─── MATERIAL SUPPLIED

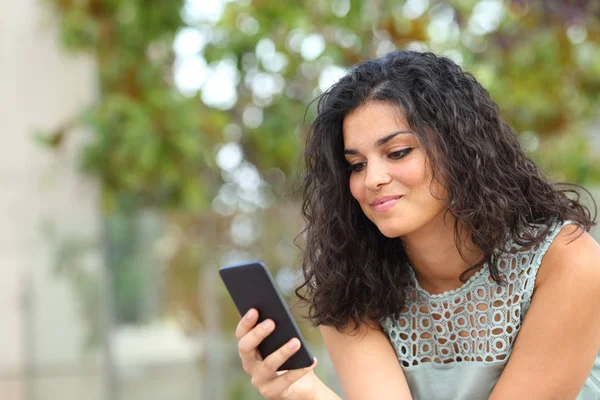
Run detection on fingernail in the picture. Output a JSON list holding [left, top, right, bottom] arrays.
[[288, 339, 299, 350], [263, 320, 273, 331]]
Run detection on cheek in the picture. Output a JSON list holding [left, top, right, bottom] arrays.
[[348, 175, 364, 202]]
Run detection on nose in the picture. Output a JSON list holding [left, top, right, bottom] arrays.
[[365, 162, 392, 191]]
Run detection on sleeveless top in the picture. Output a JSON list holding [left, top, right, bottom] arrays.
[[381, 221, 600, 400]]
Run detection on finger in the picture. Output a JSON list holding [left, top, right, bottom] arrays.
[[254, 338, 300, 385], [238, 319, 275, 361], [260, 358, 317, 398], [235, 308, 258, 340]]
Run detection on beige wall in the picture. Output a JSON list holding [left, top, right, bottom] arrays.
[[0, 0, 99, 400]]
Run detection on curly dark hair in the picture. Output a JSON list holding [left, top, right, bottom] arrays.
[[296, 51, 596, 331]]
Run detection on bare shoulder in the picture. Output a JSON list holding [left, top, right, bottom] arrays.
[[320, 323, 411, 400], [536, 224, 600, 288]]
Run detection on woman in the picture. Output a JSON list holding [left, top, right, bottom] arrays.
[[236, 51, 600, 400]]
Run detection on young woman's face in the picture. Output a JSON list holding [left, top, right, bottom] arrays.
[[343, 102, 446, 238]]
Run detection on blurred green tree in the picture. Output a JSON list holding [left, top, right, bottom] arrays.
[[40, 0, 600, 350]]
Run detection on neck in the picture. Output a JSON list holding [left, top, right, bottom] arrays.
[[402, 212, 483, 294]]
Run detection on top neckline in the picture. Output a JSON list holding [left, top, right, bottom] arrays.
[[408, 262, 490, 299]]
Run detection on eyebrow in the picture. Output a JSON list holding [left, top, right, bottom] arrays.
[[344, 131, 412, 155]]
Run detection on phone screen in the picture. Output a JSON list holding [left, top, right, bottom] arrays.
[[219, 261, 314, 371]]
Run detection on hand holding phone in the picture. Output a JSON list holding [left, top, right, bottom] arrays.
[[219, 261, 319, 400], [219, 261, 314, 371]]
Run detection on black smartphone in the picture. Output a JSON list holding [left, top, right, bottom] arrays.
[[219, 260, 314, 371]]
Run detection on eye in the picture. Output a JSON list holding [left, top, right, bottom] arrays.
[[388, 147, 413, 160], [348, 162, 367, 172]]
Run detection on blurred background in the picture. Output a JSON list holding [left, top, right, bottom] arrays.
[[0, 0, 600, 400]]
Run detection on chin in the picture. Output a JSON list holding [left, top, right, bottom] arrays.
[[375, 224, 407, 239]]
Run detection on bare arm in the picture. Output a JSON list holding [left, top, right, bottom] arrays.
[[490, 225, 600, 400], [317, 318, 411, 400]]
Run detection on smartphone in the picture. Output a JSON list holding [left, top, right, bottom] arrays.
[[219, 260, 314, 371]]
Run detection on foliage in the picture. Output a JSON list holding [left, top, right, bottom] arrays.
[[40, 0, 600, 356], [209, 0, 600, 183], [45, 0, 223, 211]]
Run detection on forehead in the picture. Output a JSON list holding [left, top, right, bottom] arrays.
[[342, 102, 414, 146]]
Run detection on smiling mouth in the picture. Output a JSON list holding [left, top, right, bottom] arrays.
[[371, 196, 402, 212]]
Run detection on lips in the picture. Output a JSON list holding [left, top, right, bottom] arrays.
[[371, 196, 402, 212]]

──────

TASK INSTRUCTIONS: Reproduce the listing above verbatim, starting with the line that contains "Run detection on smartphone" and continuing through the end of the listing, both ends included.

RESULT BELOW:
Run detection on smartphone in the picture. Output a JSON list holding [left, top, right, bottom] arrays.
[[219, 260, 314, 371]]
Run detection on foliage in the picture. Output a JSON list holding [left, top, right, bottom] arrays.
[[40, 0, 600, 356], [209, 0, 600, 183], [45, 0, 223, 211]]
Run detection on forehead in the picture. Output a JSON list holding [left, top, right, bottom] arrays.
[[342, 102, 414, 146]]
Run detection on smiling mouth in the picture. Output a JSON list holding [left, top, right, bottom] arrays.
[[371, 196, 402, 212]]
Run detection on lips in the picture. Output a JSON list holding [left, top, right, bottom] arrays.
[[371, 196, 402, 212]]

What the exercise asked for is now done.